== TASKS TO PERFORM ==
a) Summarize the Bali cooking class post below in two sentences.
b) Based on the Bali cooking class post below, decide whether each statement agrees with it, answering yes or no and quoting the words that settle it: (i) the hotel arranged the food tour and cooking class at its Bejana restaurant; (ii) Hindus place a "banten" once a day; (iii) the writer rode a motorcycle to the morning market.

Bali cooking class with an Indonesian chef! Jimbaran fishing boats, market tour.
Wherever I go, I try to take part in activities that let me get immersed in the local life. Several of my friends insisted that I take a Balinese cooking class — and they were right, it ended up being one of my favorite memories from this trip.
At The Ritz-Carlton Bali, I learned how to cook Indonesian cuisine with two of their chefs! Read on for my Bali cooking class adventure — including a visit to a seafood market, and a new favorite drink called “bajigur.”
But first, a quick announcement… German readers, watch me on TV on August 13! I’m the Hong Kong guide of a new Pro7 travel show, “Offline,” starring Palina Rojinski. I hope you’ll tune in to Pro Sieben for this episode (and for everyone else, I’ll post photos and clips soon).
If you recall from my first post, Ritz-Carlton Nusa Dua was the perfect home base for travellers like me. I got to experience these picture-perfect beaches, which you wouldn’t find in tourist districts like Kuta and Seminyak.
The hotel is wonderful at suggesting activities, based on the guests’ interests. I wanted to experience Balinese daily life, and the island’s distinctive cooking — so they arranged for a private food tour and cooking class at their Bejana restaurant.
My friends Cohica Travel took these photos of me in the lobby, while we waited for Executive Sous Chef Wayan Wacaya.
I wore a grey romper from Chaser, and a floral kimono by Japanese Goth designer h.NAOTO.
The hotel arranged a van and driver, which took us to the morning market. I enjoyed looking out the window, and seeing families balanced on motorcycles.
Your eyes are not deceiving you… above, that is indeed a dog riding on a scooter!
Chef Wicaya led us around the bustling Jimbaran market. We saw all sorts of fresh ingredients for sale, as well as homewares and other goods.
Chef Wicaya introduced us to two women preparing “banten,” or ritual offerings for the gods. Three times a day, Hindus honor deities by placing a “banten” at entrances, statues or temples.

== DATASET EXTRACT ==
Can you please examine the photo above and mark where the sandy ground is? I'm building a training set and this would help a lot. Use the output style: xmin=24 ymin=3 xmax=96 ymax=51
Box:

== ANSWERS TO THE TASKS ==
a) Wanting to experience Balinese daily life and cooking, the writer took a private food tour and cooking class that The Ritz-Carlton hotel arranged at its Bejana restaurant with two of its chefs. The group rode in a van to the bustling Jimbaran morning market, where they saw fresh ingredients and other goods and met two women preparing "banten," ritual offerings that Hindus place three times a day.

b)
(i) Yes: "they arranged for a private food tour and cooking class at their Bejana restaurant."
(ii) No: "Three times a day, Hindus honor deities by placing a “banten” at entrances, statues or temples."
(iii) No: "The hotel arranged a van and driver, which took us to the morning market."